DATA EXCERPTS:
■ ■ ■ ■

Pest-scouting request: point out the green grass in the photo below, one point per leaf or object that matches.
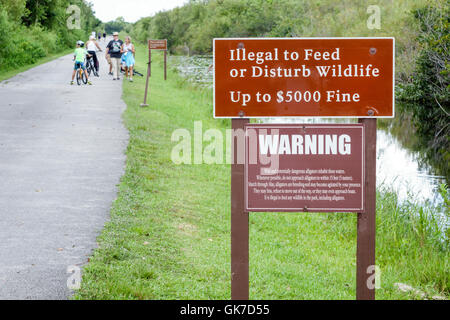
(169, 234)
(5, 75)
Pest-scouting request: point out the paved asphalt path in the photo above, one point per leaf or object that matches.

■ ■ ■ ■

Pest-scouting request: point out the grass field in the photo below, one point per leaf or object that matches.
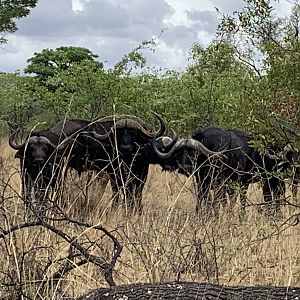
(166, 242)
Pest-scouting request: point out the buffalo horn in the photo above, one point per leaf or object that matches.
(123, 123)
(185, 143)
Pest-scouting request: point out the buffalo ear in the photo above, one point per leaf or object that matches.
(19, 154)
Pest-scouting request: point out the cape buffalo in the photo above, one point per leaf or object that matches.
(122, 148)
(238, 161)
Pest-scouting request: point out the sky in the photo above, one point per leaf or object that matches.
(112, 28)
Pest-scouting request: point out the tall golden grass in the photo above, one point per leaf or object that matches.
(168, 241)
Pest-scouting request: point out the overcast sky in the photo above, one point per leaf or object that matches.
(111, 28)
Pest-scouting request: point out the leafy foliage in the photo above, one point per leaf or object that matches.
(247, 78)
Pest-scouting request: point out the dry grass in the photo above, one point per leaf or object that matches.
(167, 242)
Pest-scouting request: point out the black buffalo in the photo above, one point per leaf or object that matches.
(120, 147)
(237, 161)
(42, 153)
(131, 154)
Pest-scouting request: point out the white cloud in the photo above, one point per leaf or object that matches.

■ ■ ■ ■

WORK TO DO: Reproduce the records above, word for word, from the line with "Pest-scouting request: point out the green" through the line with "Pest-scouting request: point out the paved". Leave the pictures out.

TASK SOLUTION:
Pest-scouting request: point out the green grass in the photo below, one point per leaf or object that matches.
(169, 234)
(5, 75)
Pest-scouting request: point out the paved asphalt path in the photo above, one point per leaf or object that matches.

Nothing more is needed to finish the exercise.